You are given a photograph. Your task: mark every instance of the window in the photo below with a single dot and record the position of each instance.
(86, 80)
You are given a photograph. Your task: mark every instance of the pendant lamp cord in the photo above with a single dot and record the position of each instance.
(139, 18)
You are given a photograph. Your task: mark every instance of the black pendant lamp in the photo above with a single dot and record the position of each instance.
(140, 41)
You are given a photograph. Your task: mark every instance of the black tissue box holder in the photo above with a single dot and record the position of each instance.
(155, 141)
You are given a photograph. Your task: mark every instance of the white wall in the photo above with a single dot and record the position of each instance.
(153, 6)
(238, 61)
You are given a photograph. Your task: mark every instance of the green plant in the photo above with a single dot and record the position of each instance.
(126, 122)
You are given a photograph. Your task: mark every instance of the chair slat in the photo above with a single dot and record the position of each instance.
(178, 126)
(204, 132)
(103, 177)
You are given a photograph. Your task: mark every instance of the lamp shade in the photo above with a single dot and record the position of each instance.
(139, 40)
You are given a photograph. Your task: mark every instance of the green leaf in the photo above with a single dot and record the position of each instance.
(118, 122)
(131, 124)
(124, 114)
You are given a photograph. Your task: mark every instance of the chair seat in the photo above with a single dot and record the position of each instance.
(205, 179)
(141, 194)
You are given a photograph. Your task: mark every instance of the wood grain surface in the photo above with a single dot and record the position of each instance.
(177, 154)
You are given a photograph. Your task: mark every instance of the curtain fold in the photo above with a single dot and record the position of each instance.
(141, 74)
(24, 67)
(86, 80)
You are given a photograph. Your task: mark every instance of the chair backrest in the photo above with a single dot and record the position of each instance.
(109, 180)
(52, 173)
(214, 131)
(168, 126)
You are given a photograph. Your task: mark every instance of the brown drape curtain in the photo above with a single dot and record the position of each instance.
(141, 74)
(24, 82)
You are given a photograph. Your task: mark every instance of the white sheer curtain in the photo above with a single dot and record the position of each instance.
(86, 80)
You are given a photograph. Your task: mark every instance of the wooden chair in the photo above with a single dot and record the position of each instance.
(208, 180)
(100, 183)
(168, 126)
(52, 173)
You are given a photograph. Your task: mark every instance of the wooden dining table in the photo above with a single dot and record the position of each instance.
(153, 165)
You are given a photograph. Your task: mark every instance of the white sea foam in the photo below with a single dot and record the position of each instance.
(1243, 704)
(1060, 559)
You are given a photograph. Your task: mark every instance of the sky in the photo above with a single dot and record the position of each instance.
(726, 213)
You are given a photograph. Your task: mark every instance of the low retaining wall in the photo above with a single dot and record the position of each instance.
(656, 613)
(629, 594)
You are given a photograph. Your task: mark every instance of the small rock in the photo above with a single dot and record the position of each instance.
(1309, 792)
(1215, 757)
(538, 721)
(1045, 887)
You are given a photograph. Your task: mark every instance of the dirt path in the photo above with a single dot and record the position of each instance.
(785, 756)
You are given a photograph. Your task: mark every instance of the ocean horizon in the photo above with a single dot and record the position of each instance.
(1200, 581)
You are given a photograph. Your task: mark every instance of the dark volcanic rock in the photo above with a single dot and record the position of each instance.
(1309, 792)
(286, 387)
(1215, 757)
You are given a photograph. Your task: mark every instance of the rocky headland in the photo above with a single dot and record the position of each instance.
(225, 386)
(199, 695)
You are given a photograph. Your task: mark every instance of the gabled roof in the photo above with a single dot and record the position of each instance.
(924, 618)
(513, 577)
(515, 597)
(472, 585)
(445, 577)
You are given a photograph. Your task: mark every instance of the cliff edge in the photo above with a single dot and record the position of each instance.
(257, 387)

———

| What you should do |
Your task is to transcribe the line containing "the wooden chair" and every line after it, through the last line of the data, exactly as written and with nothing more.

| Full output |
You are given a photograph. Your task: mark every instance of the wooden chair in the photo above with a single dot and record the position of each instance.
(208, 180)
(100, 183)
(168, 126)
(52, 173)
You are given a photograph. Your task: mark every instance of the wooden dining table in the photo above with a single dot and record the position of each instance.
(153, 165)
You are given a photograph. Your task: mark every instance of the white sea foam in the photo below with a single dot and record the position of each instance.
(1243, 704)
(1060, 559)
You are given a photograph. Your task: mark every instance of the sky in the photo above with a single dot and record the position of each instance.
(726, 213)
You are given a photograph. Your task: mark every instance of the low retaining wall in the photo above with a single dot and record the position of each instance.
(656, 613)
(629, 594)
You are given a photograph. Your task: mark every instance of the small rock in the photo above with a single dot and record the position of each instance.
(1309, 792)
(1215, 757)
(538, 721)
(1045, 887)
You are given a photograph. Your task: mark every instance of the dirt path in the photo above with a single dot and record the position of each instance.
(785, 756)
You are given a photograph. Your task: mark every instance of the ocean horizon in the photo above with a single dot and record the position of each instance.
(1200, 581)
You are given a photograph. Your task: mark every instance of the dark volcanic rock in the photo above with a single dot and record the position of each instance.
(1309, 792)
(286, 387)
(1215, 757)
You are given a photograph. Your task: mark every instance of the rocky headland in the photo above with a single dot and record the position of each instance.
(225, 386)
(199, 695)
You are given a photograph. Your task: mark every instance of the gabled roof in the photo above with a single dot and record the position of each instance.
(924, 618)
(513, 577)
(515, 597)
(472, 585)
(445, 577)
You are given a photograph. Your task: mark every instance of the cliff edge in the photo above with a single dot and record the position of each instance.
(257, 387)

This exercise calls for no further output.